(Exercise requirements):
Please output the lines below unchanged, keeping every character, space, and line break the same.

-- Given data start --

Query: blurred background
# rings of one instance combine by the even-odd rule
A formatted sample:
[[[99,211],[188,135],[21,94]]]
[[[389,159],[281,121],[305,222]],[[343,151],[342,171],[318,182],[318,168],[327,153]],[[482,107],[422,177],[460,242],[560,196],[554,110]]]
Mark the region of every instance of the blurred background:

-- Given data end --

(Result of the exercise):
Query: blurred background
# rings of one instance combine by the even-odd rule
A formatted sample:
[[[99,211],[188,135],[21,94]]]
[[[389,159],[281,121],[305,222]],[[343,151],[342,171],[318,182],[318,168],[327,153]],[[482,107],[422,177],[460,242],[560,196],[554,110]]]
Mark the region of every instance of the blurred background:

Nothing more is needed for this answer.